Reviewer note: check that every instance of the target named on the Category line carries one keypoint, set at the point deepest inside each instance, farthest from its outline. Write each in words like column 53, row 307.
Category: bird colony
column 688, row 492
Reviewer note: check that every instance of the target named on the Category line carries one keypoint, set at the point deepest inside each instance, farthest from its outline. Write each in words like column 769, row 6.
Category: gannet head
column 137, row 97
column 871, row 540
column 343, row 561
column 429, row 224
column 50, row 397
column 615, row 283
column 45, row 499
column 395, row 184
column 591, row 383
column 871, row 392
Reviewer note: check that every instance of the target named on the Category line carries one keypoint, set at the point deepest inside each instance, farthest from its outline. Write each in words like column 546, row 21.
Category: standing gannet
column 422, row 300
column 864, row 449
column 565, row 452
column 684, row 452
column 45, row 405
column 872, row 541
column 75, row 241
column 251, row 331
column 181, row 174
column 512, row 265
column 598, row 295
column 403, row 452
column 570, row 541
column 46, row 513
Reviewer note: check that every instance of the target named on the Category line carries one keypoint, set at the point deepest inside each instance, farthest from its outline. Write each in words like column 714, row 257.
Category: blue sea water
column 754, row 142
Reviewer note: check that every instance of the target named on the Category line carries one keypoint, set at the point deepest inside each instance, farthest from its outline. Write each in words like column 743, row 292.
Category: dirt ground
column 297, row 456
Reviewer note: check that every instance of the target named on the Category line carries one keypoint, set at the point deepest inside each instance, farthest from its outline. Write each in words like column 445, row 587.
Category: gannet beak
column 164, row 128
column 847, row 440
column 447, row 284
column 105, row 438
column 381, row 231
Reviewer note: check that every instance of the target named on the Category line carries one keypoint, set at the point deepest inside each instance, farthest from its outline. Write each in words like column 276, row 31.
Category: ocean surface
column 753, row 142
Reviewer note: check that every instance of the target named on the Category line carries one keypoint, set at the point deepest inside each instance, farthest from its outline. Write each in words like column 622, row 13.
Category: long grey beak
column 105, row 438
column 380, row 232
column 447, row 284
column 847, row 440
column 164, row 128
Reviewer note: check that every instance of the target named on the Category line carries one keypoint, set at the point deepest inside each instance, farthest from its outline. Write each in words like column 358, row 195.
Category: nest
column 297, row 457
● ● ● ● ● ● ●
> [TASK PROMPT] Output every line of the records above as a numbered list, leaving out any blank lines.

> [EXERCISE RESPONSE]
1. Reviewer note: check that every instance of the target named on the Category line carries one keypoint, set at the point deepest inside each instance, farthest from its outline. Write each in words like column 53, row 307.
2. Category: bird colony
3. column 688, row 492
4. Reviewer note: check that every instance of the target named on the Category line carries one keypoint, set at the point deepest inside each instance, farthest from its outline. Write each in words like column 769, row 6.
5. Category: gannet head
6. column 137, row 97
7. column 871, row 540
8. column 343, row 561
9. column 429, row 224
10. column 50, row 397
11. column 615, row 283
12. column 45, row 499
13. column 395, row 184
14. column 591, row 383
15. column 871, row 392
16. Reviewer note: check that every instance of the target named on the Category line carries one keypoint, set at the point deepest inside each instance, farthest from its outline. Write each in words like column 546, row 21.
17. Category: standing gannet
18. column 422, row 300
19. column 864, row 449
20. column 565, row 452
21. column 684, row 452
22. column 45, row 405
23. column 872, row 541
24. column 75, row 241
25. column 251, row 331
26. column 181, row 174
27. column 512, row 265
28. column 598, row 295
29. column 403, row 452
30. column 570, row 541
31. column 46, row 513
32. Reviewer note: check that every instance of the target named on the Category line carries one keypoint, set at the point deepest inside each instance, farthest from its outline. Write each in words like column 714, row 257.
33. Category: blue sea water
34. column 754, row 142
35. Reviewer note: check that every instance of the target named on the Category line carries one keypoint, set at the point deepest inside each instance, farthest from its outline. Write each in words like column 743, row 292.
36. Category: dirt ground
37. column 297, row 456
38. Reviewer note: check that every instance of the target named on the Category line carries one keypoint, set at the point deepest inside each instance, farthest from its outline. Write each in words like column 445, row 587.
39. Category: gannet beak
40. column 164, row 128
41. column 847, row 440
42. column 447, row 284
43. column 105, row 438
44. column 381, row 231
45. Reviewer note: check that every instance of the target named on the Category line carries one keypoint, set at the point deepest inside each instance, farthest from its outline. Write each in words like column 276, row 31.
46. Category: ocean surface
47. column 753, row 142
48. Reviewer note: check that every instance of the target named on the Category line carries one keypoint, set at the point deepest inside each instance, farthest from its outline. Write each in words like column 622, row 13.
49. Category: long grey beak
50. column 105, row 438
51. column 380, row 232
52. column 447, row 284
53. column 847, row 440
54. column 164, row 128
55. Reviewer note: check that every instance of the target named on the Category line carries one keypoint, set at the point deepest inside each instance, farthest from its outline. Write each in words like column 358, row 195.
56. Category: nest
57. column 297, row 457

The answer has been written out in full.